-------- Provided data

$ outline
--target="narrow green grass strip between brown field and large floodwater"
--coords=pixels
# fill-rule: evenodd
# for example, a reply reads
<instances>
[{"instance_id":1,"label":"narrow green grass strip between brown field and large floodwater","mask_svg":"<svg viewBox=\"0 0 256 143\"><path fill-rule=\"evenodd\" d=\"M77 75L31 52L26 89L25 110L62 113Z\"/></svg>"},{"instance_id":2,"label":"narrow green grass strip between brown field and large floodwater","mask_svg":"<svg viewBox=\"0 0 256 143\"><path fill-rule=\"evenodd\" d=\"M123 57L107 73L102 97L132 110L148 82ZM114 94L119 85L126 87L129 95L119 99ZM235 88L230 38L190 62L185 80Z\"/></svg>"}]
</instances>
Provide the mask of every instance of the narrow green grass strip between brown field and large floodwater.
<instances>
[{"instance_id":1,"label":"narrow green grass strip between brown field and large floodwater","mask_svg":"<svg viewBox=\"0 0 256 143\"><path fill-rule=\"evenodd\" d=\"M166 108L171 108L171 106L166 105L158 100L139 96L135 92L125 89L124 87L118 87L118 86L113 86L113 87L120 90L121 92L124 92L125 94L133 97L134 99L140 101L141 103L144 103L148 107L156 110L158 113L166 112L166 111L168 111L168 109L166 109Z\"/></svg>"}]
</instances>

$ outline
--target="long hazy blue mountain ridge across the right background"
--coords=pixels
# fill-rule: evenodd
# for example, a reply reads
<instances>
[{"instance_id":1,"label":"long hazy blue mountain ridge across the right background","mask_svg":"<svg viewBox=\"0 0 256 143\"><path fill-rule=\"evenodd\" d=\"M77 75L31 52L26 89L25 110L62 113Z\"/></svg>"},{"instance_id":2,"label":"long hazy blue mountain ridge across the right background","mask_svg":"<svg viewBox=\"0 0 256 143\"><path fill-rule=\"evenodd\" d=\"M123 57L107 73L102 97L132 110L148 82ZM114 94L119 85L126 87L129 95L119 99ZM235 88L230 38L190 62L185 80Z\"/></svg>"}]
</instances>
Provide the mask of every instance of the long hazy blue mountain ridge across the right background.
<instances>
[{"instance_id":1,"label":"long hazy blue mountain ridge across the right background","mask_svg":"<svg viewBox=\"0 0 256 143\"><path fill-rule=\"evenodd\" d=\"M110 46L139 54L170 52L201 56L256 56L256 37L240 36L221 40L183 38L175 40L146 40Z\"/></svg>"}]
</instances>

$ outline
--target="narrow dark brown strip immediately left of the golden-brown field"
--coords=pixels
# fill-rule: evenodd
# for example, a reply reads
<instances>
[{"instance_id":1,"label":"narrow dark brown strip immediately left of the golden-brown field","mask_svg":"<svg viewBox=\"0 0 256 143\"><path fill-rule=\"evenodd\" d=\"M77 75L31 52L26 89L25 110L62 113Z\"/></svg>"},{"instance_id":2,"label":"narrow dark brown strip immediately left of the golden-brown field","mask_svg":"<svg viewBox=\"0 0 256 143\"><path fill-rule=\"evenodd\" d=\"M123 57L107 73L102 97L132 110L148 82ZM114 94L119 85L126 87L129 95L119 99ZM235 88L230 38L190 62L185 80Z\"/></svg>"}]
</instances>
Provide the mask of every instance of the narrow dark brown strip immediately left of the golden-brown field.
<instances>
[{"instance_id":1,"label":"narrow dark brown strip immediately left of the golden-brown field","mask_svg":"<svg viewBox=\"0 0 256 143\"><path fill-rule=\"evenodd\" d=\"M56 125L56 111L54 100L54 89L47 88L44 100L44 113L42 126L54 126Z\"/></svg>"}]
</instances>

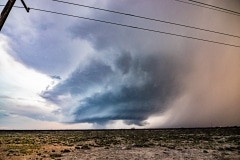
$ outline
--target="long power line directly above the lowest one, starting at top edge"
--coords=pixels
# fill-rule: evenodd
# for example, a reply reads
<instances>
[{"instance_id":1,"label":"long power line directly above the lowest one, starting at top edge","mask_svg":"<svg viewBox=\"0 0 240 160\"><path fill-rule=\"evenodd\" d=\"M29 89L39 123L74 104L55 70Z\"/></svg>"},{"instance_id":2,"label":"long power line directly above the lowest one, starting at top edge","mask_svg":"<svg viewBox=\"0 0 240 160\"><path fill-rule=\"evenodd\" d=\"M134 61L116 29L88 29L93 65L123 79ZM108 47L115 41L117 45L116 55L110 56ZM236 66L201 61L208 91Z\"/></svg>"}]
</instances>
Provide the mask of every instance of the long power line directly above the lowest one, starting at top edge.
<instances>
[{"instance_id":1,"label":"long power line directly above the lowest one, starting at top edge","mask_svg":"<svg viewBox=\"0 0 240 160\"><path fill-rule=\"evenodd\" d=\"M149 17L144 17L144 16L139 16L139 15L134 15L134 14L130 14L130 13L118 12L118 11L113 11L113 10L108 10L108 9L103 9L103 8L98 8L98 7L92 7L92 6L87 6L87 5L82 5L82 4L72 3L72 2L66 2L66 1L62 1L62 0L52 0L52 1L59 2L59 3L70 4L70 5L75 5L75 6L80 6L80 7L85 7L85 8L91 8L91 9L105 11L105 12L111 12L111 13L115 13L115 14L121 14L121 15L125 15L125 16L131 16L131 17L150 20L150 21L155 21L155 22L167 23L167 24L186 27L186 28L192 28L192 29L196 29L196 30L211 32L211 33L215 33L215 34L221 34L221 35L235 37L235 38L240 38L240 36L236 36L236 35L232 35L232 34L228 34L228 33L222 33L222 32L213 31L213 30L209 30L209 29L203 29L203 28L199 28L199 27L188 26L188 25L184 25L184 24L179 24L179 23L174 23L174 22L169 22L169 21L164 21L164 20L159 20L159 19L154 19L154 18L149 18Z\"/></svg>"}]
</instances>

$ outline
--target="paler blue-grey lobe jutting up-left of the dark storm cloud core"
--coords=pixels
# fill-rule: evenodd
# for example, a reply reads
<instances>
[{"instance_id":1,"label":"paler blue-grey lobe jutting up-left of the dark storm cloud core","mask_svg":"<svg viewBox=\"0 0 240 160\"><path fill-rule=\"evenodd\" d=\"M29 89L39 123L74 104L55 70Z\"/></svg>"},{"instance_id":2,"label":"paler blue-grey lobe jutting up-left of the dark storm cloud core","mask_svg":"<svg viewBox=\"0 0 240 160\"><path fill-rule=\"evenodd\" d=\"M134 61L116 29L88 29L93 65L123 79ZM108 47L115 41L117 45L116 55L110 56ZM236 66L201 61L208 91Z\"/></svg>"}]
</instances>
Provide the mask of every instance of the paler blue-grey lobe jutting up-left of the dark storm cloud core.
<instances>
[{"instance_id":1,"label":"paler blue-grey lobe jutting up-left of the dark storm cloud core","mask_svg":"<svg viewBox=\"0 0 240 160\"><path fill-rule=\"evenodd\" d=\"M92 61L85 68L77 68L66 80L60 82L53 90L46 90L41 96L54 103L61 103L58 97L60 95L71 94L76 96L105 83L105 78L112 73L110 66Z\"/></svg>"}]
</instances>

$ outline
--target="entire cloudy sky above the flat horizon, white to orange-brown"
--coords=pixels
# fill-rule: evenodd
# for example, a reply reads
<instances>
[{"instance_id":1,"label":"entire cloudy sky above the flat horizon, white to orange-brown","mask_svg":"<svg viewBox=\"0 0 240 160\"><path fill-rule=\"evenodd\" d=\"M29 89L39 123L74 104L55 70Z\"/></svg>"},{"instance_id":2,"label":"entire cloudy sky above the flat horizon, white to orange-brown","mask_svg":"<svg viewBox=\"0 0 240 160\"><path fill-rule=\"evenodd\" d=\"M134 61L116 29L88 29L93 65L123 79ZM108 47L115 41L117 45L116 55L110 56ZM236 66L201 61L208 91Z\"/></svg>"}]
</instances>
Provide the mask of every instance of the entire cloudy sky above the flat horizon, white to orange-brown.
<instances>
[{"instance_id":1,"label":"entire cloudy sky above the flat horizon, white to orange-brown","mask_svg":"<svg viewBox=\"0 0 240 160\"><path fill-rule=\"evenodd\" d=\"M239 16L175 0L66 1L240 36ZM240 8L238 0L201 2ZM25 3L240 45L236 37L51 0ZM239 126L239 73L239 47L13 8L0 32L0 129Z\"/></svg>"}]
</instances>

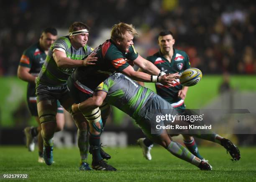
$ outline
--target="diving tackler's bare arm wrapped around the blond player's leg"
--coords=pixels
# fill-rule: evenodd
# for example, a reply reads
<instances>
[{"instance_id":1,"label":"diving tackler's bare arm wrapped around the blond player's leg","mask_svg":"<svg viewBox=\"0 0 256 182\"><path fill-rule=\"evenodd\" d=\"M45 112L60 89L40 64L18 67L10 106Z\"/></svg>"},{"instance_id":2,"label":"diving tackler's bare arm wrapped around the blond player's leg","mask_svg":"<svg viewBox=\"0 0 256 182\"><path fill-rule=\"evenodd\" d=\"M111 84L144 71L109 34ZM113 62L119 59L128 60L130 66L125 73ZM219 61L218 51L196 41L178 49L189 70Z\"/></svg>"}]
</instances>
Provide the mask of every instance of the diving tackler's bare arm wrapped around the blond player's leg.
<instances>
[{"instance_id":1,"label":"diving tackler's bare arm wrapped around the blond player's leg","mask_svg":"<svg viewBox=\"0 0 256 182\"><path fill-rule=\"evenodd\" d=\"M106 98L106 96L107 96L107 93L104 91L95 91L93 93L93 96L87 99L86 101L83 101L79 104L73 104L72 111L74 113L77 113L77 112L88 113L93 109L100 107L104 99Z\"/></svg>"}]
</instances>

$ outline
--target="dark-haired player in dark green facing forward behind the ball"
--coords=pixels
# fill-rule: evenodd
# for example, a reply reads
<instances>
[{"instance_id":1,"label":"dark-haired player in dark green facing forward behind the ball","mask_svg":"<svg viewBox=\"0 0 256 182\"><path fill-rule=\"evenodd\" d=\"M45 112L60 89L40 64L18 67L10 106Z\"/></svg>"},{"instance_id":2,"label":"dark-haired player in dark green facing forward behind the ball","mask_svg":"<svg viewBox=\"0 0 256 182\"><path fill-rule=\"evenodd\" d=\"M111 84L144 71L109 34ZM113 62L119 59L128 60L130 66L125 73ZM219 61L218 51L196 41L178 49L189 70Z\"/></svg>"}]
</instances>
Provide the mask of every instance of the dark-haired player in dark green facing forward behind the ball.
<instances>
[{"instance_id":1,"label":"dark-haired player in dark green facing forward behind the ball","mask_svg":"<svg viewBox=\"0 0 256 182\"><path fill-rule=\"evenodd\" d=\"M159 52L155 53L153 56L148 56L146 59L165 73L182 73L184 70L190 68L189 57L184 51L173 48L174 43L175 39L171 31L161 31L158 36ZM143 82L139 82L139 84L144 86ZM155 86L156 93L177 109L179 114L186 112L184 99L187 95L187 86L182 86L179 83L174 83L174 87L164 86L161 83L156 83ZM183 138L184 144L189 151L196 157L205 160L200 155L194 138L187 135L183 135ZM138 139L137 142L143 150L144 157L151 160L150 150L153 147L153 142L148 138Z\"/></svg>"}]
</instances>

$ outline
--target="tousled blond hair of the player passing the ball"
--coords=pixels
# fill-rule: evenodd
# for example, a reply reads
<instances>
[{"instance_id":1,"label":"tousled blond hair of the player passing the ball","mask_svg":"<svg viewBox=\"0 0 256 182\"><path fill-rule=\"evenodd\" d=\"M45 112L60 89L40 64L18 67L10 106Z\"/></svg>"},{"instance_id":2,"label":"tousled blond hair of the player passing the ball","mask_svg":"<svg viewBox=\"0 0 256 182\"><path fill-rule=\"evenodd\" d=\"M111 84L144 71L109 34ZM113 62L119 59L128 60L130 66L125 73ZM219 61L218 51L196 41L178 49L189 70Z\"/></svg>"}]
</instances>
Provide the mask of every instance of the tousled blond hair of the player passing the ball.
<instances>
[{"instance_id":1,"label":"tousled blond hair of the player passing the ball","mask_svg":"<svg viewBox=\"0 0 256 182\"><path fill-rule=\"evenodd\" d=\"M123 40L124 34L128 32L133 36L138 36L137 31L135 30L132 24L127 23L118 23L115 24L111 29L111 40L115 41L116 39Z\"/></svg>"}]
</instances>

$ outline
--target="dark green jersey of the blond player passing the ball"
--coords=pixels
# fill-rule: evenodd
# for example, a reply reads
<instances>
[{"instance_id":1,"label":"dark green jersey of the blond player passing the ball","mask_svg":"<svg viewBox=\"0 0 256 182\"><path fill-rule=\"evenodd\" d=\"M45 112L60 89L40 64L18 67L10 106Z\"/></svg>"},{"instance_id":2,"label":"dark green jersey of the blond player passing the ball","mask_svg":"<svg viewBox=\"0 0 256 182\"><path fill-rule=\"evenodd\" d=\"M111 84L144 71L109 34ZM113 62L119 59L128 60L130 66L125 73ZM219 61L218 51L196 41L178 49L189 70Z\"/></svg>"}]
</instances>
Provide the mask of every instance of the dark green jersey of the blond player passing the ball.
<instances>
[{"instance_id":1,"label":"dark green jersey of the blond player passing the ball","mask_svg":"<svg viewBox=\"0 0 256 182\"><path fill-rule=\"evenodd\" d=\"M138 58L138 53L133 46L130 46L126 53L120 51L111 40L106 40L93 52L97 53L98 60L96 64L78 67L72 74L75 84L84 85L84 89L89 92L95 90L102 81L115 71L120 72L127 68L129 64L125 61L125 58L130 61Z\"/></svg>"}]
</instances>

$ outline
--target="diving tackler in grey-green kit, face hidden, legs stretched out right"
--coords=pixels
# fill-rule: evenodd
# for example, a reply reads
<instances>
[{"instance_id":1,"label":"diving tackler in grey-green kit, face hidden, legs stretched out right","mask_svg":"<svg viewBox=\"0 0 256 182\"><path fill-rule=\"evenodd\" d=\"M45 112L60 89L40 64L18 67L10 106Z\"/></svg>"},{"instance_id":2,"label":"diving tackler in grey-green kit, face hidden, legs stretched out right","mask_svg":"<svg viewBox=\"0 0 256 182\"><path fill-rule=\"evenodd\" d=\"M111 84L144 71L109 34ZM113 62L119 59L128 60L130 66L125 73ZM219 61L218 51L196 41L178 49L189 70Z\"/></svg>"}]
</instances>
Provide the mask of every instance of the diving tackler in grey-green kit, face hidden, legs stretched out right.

----------------

__What the task requires__. One line above contains "Provide the mask of every instance of the dark green". Output that line and each one after it, word for word, and nothing else.

__Solution to this exercise__.
Provide the mask of every instance of the dark green jersey of the blond player passing the ball.
<instances>
[{"instance_id":1,"label":"dark green jersey of the blond player passing the ball","mask_svg":"<svg viewBox=\"0 0 256 182\"><path fill-rule=\"evenodd\" d=\"M138 58L138 53L133 46L130 46L126 53L120 51L111 40L106 40L93 52L97 53L98 60L96 64L78 67L72 74L75 84L84 85L84 89L89 92L95 90L102 81L115 71L120 72L127 68L129 64L125 61L125 58L130 61Z\"/></svg>"}]
</instances>

$ outline
--target="diving tackler in grey-green kit, face hidden, legs stretched out right"
--coords=pixels
# fill-rule: evenodd
# for example, a reply reads
<instances>
[{"instance_id":1,"label":"diving tackler in grey-green kit, face hidden, legs stretched out right","mask_svg":"<svg viewBox=\"0 0 256 182\"><path fill-rule=\"evenodd\" d=\"M45 112L60 89L40 64L18 67L10 106Z\"/></svg>"},{"instance_id":2,"label":"diving tackler in grey-green kit, face hidden, legs stretched out right","mask_svg":"<svg viewBox=\"0 0 256 182\"><path fill-rule=\"evenodd\" d=\"M111 84L144 71L109 34ZM113 62L119 59L128 60L130 66L125 73ZM219 61L218 51L196 41L178 49L189 70Z\"/></svg>"}]
</instances>
Provide the mask of every instance of the diving tackler in grey-green kit, face hidden, legs stretched out right.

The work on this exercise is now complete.